At any point, SMAP/SMEP/PGE might be temporarily disabled, which is why
I avoided using the current value of cr4.

>
>> The major change here is that v->arch.pv_vcpu.ctrlreg[4] now contains only CR4
>> bits which Xen wishes to shadow, rather than containing a mix of host and
>> guest bits.  This is likely to elicit a warning when migrating a PV guest 
>> from
>> an older version of Xen, although no function problems as a result.
> For one, I'm having a hard time guessing what the part of the sentence
> after the comma is meant to tell me.

Before this patch, v->arch.pv_vcpu.ctrlreg[4] contained an unqualified
combination of host and guest controlled bits.

After this patch, it strictly contains the bits Xen chooses to shadow.

> And then, from a support
> perspective, such warnings aren't helpful, as they incur questions.

It was useful for debugging, but can see your point.  I could reword it
to "ignoring $FOO's attempt to update $BAR's CR4".  I would hesitate
from removing it completely however.

> Plus
> finally, storing neither the current guest view nor the current hypervisor
> view in that field seems prone to cause headaches in the future. Otoh
> this gets it in line with CR0 handling as it looks.

My logic was that the set of shadowed bits will never decrease on newer
versions of Xen, but Xen's choice of CR4 bits may change.  As a result,
neither "guests view" nor "hypervisors view" is appropriate in an
upgrade case.

>
>> A second change is that visible set of CR4 bits is different.  In 
>> particular,
>> VMXE and MCE are not leaked into a guest, while SMAP and SMEP are exposed.

= = = = = = =

**Problem set**
1. Rewrite the part of the Xen CR4 patch discussion between "My logic was" and "SMEP are exposed.", inclusive, substituting "migration" for "upgrade".
2. Carry on writing the Xen CR4 patch discussion from the point at which it stops.
The material after this point plays no part in the work.

= = = = = = =

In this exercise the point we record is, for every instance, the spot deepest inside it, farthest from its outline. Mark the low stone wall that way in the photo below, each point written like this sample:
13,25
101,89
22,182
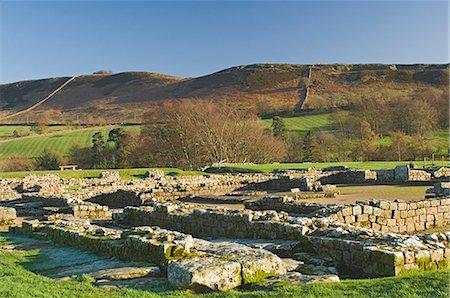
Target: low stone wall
350,177
191,263
285,203
208,223
7,215
355,258
72,206
398,217
119,199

= = = = = = =

**Responses to the exercise**
1.
My logic was that the set of shadowed bits will never decrease on newer
versions of Xen, but Xen's choice of CR4 bits may change.  As a result,
neither "guests view" nor "hypervisors view" is appropriate in an
migration case.

>
>> A second change is that visible set of CR4 bits is different.  In 
>> particular,
>> VMXE and MCE are not leaked into a guest, while SMAP and SMEP are exposed.

2.
> Not leaking VMXE into the guest is fine. Not exposing MCE even to
> Dom0 is questionable.

I would prefer not to special case the hardware domain if possible, and
I suppose MCE is not too much of an issue to leak.  We already are,
after all.

> And exposing SMEP and SMAP without
> exposing their CPUID flags seems bogus.

I was hoping not to get bogged down in CPUID given my upcoming work to
fix feature levelling.

After recent consideration, I am still not sure if we want to support
SMAP in 32bit PV guests or not.  The trapping of stac/clac would be a
high overhead, although the guest could modify EFLAGS.AC itself using popf.

>
>> In addition, add PGE to the set of bits we don't care about a guest 
>> attempting to modify.
> I agree from a functionality pov this is okay, but do we really want
> to allow the guest to turn this off from a performance pov?

This change doesn't shadow PGE.  It just prevents the warning from
firing if the guest attempts to clear PGE.

>
>> @@ -683,6 +683,26 @@ void arch_domain_unpause(struct domain *d)
>>  }
>>  
>>  /*
>> + * CR4 bits Xen will shadow on behalf of the guest.
>> + *  - TSD for vtsc
>> + *  - DE for %%dr4/5 emulation
> DR4/5 handling is surely secondary here: I/O breakpoints are the
> main feature to be controlled by this bit.

True - I will expand the comment.

>
>> @@ -699,6 +719,8 @@ static int __init init_pv_cr4_masks(void)
>>          common_mask &= ~X86_CR4_DE;
>>      if ( cpu_has_xsave )
>>          common_mask &= ~X86_CR4_OSXSAVE;
>> +    if ( cpu_has_pge )
>> +        common_mask &= ~X86_CR4_PGE;
> Following the earlier comment, shouldn't this bit then also be added
> to PV_CR4_SHADOW?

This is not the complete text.